### TASK TO CARRY OUT
I would like every record reproduced exactly, with the pictures left out.

(Referring expression data)
***
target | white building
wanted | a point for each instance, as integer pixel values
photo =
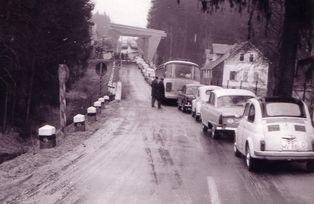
(242, 66)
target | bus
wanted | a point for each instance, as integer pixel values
(176, 74)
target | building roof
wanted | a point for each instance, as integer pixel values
(221, 48)
(233, 51)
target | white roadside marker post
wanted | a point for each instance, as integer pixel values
(91, 114)
(47, 137)
(102, 102)
(79, 122)
(118, 91)
(97, 105)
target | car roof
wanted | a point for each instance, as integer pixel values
(275, 99)
(181, 62)
(193, 84)
(211, 87)
(226, 92)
***
### YOUR RESPONSE
target | white building
wanted | a point for each instance, as integer pixel values
photo =
(242, 66)
target | bus
wanted | a point for each instance, as integer pixel values
(176, 74)
target | building roof
wanted | a point for each instance, as integer pixel values
(221, 48)
(233, 51)
target | white roadside marker post
wanted | a point for each instance, as integer pixel values
(91, 114)
(47, 137)
(102, 102)
(79, 122)
(118, 91)
(97, 105)
target | car roof
wanted | a point for each instance, as integer pixel values
(275, 99)
(181, 62)
(193, 84)
(211, 87)
(226, 92)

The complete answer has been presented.